— begin TEXT EXTRACT —

Dear Companies That I Think Are Infringing: Don’t Make Me Go Thug! Love, IP Nav

There’s something just so endearing about a grown man using language normally reserved for the youngsters of a generation.  Personality, as we know from the Monsanto v. Bowman seed stealing case, matters and that is no more apparent than in this article in the New York Times about Erich Spangangberg, he of IP Nav um…fame?  Notoriety? Infamy?  You pick.

Herein lies the rub:

“Erich saved our bacon,” said Steve Dodd, a patent holder with a client company called Parallel Iron. “We were more than $1 million in debt and I was getting ready to file for bankruptcy.”

I have no intimate knowledge of what Parallel Iron does or what Steve Dodd’s patent is for so I’m going to just go right ahead and speak out of turn by saying that if you’re having to file for bankruptcy, might there be a reason beyond “I haven’t monetized my IP correctly?”  Something along the lines of tough competition, a failed new product release, a global recession, I hired my sister to do my books and she stole me blind…you know, things like that?  And really, Steve, how much of what Erich got in the patent shakedown licensing that he did for you did you get to keep?  It’s been said that

only about $6 billion of that money wound up in the hands of inventors,” said James Bessen, a co-author of the study and a professor at the Boston University School of Law.

— end TEXT EXTRACT —
— begin DATA EXTRACT —

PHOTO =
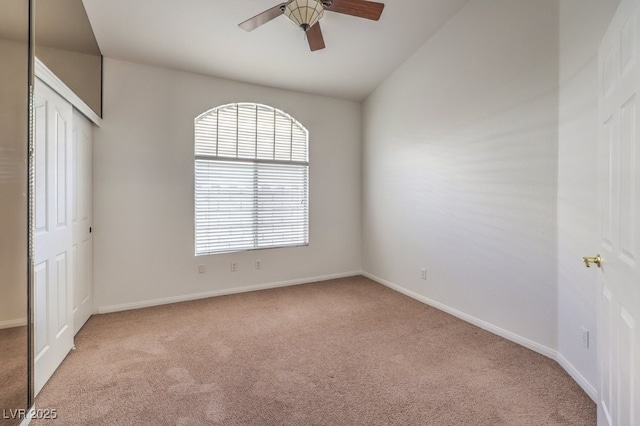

— end DATA EXTRACT —

## [WRITTEN INSTRUCTION 1]
Translate into Spanish this sentence from the blog post about IP Nav: "We were more than $1 million in debt and I was getting ready to file for bankruptcy."
## [WRITTEN INSTRUCTION 2]
Extend the blog post about IP Nav, beginning right after its final sentence.
The data on this page were taken from a separate source.

## [TASK RESULT 1]
Teníamos más de un millón de dólares en deudas y me estaba preparando para declararme en bancarrota.

## [TASK RESULT 2]
I know that study has come under question, by me as well as few others, but if the numbers are in fact to be believed, then 6 billion out of the 23 billion that was spent on these lawsuits is {pulls up calculater} is 20.68%.  So all those inventors that companies like IP Nav are claiming to help are getting roughly 21 cents on the dollar.  Well, that seems fair.  I realize that Parallel Iron managed to come out of their negotiations with 42.5% of any settlement revenue so they’re beating the average.  But that’s still less than 50%, which tells me what we all already know:  IP Nav and their ilk have no true interest in helping the small inventor, they have an interest in helping their own bottom line, and the bottom line on their bottom line is this:  “…[they are] profiteering from a flawed and creaky legal system.”

This little nugget was fascinating:

He stands about 5-foot-6 and was bullied as a child because of his height. He always fought back, he says, and he usually lost; his nose has been broken by an assortment of fists. This has given him a lifelong hatred of bullies, which explains, he says, why he wound up in a job where he often stands with a small company assailing a larger one.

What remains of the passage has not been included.